What you have to do:
Beginning with the opening line, set down each line of the material below exactly, stopping once the line with "Keep to two rules. Tag each instance of the rock face" is done.

....

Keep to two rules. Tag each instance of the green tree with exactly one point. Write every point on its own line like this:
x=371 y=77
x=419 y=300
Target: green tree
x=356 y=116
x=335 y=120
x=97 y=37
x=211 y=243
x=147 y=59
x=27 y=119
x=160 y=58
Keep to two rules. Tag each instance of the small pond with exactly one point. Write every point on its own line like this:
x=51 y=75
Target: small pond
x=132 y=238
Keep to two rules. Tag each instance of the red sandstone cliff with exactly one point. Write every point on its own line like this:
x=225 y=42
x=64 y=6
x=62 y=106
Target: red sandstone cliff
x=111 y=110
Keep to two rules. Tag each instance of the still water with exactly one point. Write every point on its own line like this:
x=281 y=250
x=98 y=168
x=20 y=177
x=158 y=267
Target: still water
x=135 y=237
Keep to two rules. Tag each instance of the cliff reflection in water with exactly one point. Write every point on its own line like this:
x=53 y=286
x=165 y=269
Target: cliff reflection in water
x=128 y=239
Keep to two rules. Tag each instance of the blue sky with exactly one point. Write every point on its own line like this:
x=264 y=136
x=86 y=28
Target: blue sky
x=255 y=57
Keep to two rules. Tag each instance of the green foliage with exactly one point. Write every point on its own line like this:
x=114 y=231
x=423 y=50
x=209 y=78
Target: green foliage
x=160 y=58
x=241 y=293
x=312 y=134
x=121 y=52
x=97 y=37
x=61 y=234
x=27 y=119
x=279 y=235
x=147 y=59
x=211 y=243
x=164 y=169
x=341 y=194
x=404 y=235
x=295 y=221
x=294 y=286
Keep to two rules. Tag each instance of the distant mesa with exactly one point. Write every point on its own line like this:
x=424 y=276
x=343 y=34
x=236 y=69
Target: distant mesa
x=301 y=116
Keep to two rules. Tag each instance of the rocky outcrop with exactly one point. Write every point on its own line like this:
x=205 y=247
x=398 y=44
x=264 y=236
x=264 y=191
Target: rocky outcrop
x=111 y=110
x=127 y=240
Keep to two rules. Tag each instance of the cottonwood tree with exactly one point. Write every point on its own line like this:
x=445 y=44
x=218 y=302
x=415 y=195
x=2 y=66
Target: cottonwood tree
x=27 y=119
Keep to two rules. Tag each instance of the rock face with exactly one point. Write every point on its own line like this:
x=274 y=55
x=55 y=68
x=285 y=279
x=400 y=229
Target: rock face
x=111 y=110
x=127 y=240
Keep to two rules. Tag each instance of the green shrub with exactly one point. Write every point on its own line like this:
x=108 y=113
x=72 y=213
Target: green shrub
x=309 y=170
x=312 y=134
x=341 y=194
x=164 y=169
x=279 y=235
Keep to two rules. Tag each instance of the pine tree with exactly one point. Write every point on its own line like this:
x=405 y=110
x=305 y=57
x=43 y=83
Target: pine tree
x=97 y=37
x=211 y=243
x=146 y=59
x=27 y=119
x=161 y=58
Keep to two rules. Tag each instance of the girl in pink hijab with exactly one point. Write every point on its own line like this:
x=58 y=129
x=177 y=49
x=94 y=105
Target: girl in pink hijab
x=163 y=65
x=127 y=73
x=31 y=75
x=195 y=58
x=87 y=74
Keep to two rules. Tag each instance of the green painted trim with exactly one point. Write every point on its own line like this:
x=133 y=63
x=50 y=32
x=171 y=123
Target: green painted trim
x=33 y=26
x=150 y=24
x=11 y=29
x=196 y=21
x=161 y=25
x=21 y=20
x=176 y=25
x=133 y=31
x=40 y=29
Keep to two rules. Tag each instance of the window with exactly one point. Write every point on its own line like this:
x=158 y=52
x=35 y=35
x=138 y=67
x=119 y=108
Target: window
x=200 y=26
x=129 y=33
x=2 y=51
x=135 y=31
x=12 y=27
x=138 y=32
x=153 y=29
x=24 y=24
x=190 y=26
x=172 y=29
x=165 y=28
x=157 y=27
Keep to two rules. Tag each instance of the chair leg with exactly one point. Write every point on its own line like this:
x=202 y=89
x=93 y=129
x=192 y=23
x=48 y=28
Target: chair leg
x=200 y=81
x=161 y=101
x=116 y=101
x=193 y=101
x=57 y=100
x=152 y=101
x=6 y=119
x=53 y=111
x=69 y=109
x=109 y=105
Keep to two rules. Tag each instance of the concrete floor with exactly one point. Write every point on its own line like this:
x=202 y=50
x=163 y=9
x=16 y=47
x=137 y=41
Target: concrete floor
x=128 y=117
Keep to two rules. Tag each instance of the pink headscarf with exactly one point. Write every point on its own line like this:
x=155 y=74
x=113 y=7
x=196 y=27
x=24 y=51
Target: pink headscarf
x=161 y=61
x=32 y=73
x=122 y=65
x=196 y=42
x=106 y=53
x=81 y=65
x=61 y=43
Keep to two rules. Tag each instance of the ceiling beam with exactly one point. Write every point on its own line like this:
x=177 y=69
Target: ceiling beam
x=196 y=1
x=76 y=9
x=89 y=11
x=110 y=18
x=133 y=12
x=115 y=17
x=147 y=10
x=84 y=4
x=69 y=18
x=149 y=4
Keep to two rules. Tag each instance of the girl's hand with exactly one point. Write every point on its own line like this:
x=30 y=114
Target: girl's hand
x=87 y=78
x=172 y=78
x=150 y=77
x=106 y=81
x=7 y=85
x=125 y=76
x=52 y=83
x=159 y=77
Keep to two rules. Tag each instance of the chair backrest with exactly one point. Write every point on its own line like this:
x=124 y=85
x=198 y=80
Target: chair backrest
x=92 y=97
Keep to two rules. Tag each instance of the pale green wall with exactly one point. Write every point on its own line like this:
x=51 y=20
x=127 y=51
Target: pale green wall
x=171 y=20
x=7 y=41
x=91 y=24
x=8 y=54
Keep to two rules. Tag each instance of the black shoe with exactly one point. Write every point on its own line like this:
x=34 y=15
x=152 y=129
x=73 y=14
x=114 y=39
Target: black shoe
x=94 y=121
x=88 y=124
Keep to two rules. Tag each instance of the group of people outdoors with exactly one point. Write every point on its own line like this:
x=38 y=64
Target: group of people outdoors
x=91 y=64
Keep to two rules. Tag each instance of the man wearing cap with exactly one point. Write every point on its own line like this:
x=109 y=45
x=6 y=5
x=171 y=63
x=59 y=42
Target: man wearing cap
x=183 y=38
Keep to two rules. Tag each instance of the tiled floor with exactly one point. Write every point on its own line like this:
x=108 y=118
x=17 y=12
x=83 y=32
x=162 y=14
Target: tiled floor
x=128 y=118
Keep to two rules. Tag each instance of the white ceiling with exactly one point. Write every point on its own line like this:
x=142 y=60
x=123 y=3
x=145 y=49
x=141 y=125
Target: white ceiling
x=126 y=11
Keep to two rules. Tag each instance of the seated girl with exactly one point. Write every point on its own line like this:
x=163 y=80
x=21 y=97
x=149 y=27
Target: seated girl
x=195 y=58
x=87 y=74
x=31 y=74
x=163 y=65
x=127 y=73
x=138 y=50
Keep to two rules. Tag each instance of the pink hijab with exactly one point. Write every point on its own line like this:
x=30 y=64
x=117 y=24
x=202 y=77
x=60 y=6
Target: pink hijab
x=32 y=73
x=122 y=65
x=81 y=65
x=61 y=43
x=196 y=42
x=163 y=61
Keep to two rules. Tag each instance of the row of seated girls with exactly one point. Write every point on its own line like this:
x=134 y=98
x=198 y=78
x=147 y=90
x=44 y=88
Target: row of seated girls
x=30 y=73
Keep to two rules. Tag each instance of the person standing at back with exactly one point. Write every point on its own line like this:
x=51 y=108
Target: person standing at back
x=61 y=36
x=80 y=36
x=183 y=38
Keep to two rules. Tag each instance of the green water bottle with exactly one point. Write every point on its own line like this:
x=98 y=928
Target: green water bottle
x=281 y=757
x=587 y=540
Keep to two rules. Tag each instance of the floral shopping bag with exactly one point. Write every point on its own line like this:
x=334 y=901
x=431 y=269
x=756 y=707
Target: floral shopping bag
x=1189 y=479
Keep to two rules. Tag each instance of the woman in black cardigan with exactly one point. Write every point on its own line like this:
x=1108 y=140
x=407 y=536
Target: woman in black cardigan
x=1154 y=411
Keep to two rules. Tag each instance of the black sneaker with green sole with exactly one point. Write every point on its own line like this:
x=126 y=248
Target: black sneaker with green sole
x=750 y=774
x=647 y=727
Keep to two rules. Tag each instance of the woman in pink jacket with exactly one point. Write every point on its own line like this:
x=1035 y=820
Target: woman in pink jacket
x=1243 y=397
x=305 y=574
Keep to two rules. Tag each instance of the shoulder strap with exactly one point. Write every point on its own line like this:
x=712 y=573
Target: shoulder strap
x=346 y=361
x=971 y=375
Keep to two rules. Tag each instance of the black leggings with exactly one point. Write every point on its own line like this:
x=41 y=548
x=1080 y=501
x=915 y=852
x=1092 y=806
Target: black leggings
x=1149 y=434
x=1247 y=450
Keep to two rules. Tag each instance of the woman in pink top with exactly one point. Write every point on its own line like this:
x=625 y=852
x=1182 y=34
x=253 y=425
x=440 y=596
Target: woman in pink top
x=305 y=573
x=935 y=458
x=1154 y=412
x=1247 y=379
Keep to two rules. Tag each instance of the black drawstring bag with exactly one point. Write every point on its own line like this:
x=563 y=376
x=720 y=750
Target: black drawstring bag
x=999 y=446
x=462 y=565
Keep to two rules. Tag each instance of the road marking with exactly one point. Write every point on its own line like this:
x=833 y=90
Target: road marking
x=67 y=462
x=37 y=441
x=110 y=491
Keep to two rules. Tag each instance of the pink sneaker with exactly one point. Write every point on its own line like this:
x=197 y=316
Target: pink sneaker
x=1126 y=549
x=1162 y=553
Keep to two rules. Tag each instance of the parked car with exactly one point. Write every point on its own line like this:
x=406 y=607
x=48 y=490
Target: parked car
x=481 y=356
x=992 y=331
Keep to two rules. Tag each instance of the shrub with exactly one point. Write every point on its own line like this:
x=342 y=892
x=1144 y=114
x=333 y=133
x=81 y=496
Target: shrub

....

Answer section:
Keep to two rules. Tag each instance of the green tree with exactly one point. Write every point on its own line like this:
x=371 y=77
x=419 y=300
Target: green tree
x=356 y=116
x=335 y=120
x=97 y=37
x=211 y=243
x=147 y=59
x=27 y=119
x=160 y=58
Keep to two rules. Tag each instance of the small pond with exactly one point. Write every point on its own line like this:
x=51 y=75
Target: small pond
x=132 y=238
Keep to two rules. Tag each instance of the red sandstone cliff with exactly one point. Write every point on its own line like this:
x=225 y=42
x=64 y=6
x=62 y=106
Target: red sandstone cliff
x=111 y=110
Keep to two rules. Tag each instance of the still water with exactly one point. Write every point on its own line like this:
x=281 y=250
x=98 y=168
x=20 y=177
x=158 y=267
Target: still water
x=135 y=237
Keep to two rules. Tag each instance of the cliff reflection in water with exactly one point. Write every point on its own line like this:
x=53 y=286
x=165 y=269
Target: cliff reflection in water
x=128 y=239
Keep to two rules. Tag each instance of the blue sky with exactly one point. Write every point on its own line like this:
x=264 y=136
x=86 y=28
Target: blue sky
x=255 y=57
Keep to two rules. Tag each instance of the green foliage with exactly one point. Write every point on its own line like this:
x=114 y=231
x=423 y=50
x=209 y=78
Target: green foliage
x=160 y=58
x=241 y=293
x=312 y=134
x=121 y=52
x=97 y=37
x=61 y=234
x=27 y=119
x=279 y=235
x=147 y=59
x=211 y=243
x=164 y=169
x=341 y=194
x=404 y=235
x=295 y=221
x=294 y=286
Keep to two rules. Tag each instance of the distant mesa with exactly one point. Write every point on its own line like this:
x=424 y=276
x=343 y=34
x=236 y=69
Target: distant mesa
x=301 y=116
Keep to two rules. Tag each instance of the rocky outcrop with exactly one point. Write every point on its own line like this:
x=205 y=247
x=398 y=44
x=264 y=236
x=264 y=191
Target: rocky outcrop
x=111 y=110
x=127 y=240
Keep to two rules. Tag each instance of the cottonwood tree with exactly one point. Write every point on its own line like this:
x=445 y=44
x=218 y=302
x=415 y=195
x=2 y=66
Target: cottonwood tree
x=27 y=119
Keep to two rules. Tag each instance of the rock face with exactly one point. Write every point on its own line like this:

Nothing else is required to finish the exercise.